--- Passage ---

Fit a statistical distribution to truncated data

30 visualizaciones (últimos 30 días)
Sim
Sim el 19 de Jun. de 2023
Editada: Sim el 20 de Jun. de 2023
I have a "truncated dataset" and I would need to infer the distribution that most likely fits the data. Even though I have a "truncated dataset", instead of a "full dataset", I think that the best fitting distribution would be that one that could describe the "full dataset". This best-fitting distribution would be something like what is depicted by the blue line in this plot:
Do you have any comment, suggestion, or idea on how to get that blue line ?
When I tried to reproduce - with the fitdist function - the blue line in the above-mentioned figure, i.e. the best-fitting distribution as if I had the "full dataset", I was not successful. Here below you can find a comparison between the fitdist applied to the "full dataset" and the "truncated dataset", having both the same "origin", i.e. makedist('Normal','mu',3).
% (1) from a normal probability distribution, i.e. "makedist('Normal','mu',3)",
% create:
% (i) a "full dataset" and
% (ii) a set of "truncated data"
pd = makedist('Normal','mu',3);
t = truncate(pd,3,inf);
data_full = random(pd,10000,1);
data_trunc = random(t,10000,1);
% (2) fit the normal distribution to
% (i) the "full dataset"
% (ii) the set of "truncated data"
pd_fit_full = fitdist(data_full,'normal');
pd_fit_trunc = fitdist(data_trunc,'normal');
% (3) plot
% (i.a) the "histogram of the full dataset" (from the "full dataset")
% (i.b) the density function corresponding to the distribution that fits the "full dataset"
% (ii.a) the "truncated histogram" (from the "truncated data")
% (ii.b) the density function corresponding to the distribution that fits the "truncated histogram"
xgrid = linspace(0,100,1000)';
hold on
histogram(data_full,100,'Normalization','pdf','facecolor','red')

--- Given data ---

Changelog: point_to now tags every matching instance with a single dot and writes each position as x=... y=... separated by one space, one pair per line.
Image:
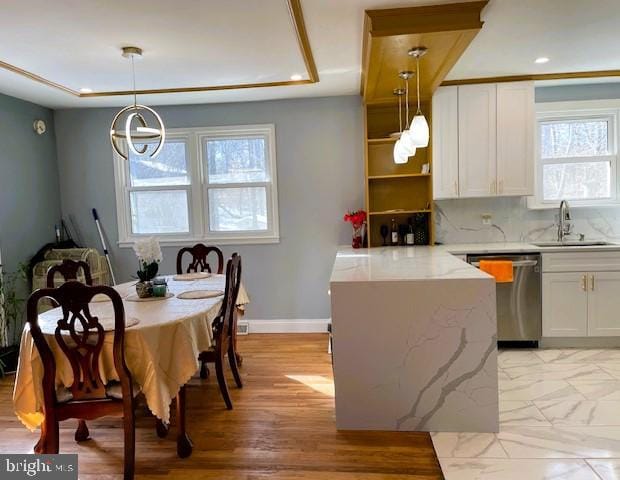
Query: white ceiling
x=195 y=42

---

The problem>
Condense the paragraph of the forum post that begins "When I tried to reproduce" into a bulleted list that keeps its main facts. The data above is a separate body of material from the forum post.

Response to the exercise>
- The author tried to reproduce the blue line, the best-fitting distribution as if the full dataset were available, using the fitdist function.
- The attempt was not successful.
- The author offers a comparison of fitdist applied to the full dataset and to the truncated dataset.
- Both datasets come from the same origin: makedist('Normal','mu',3).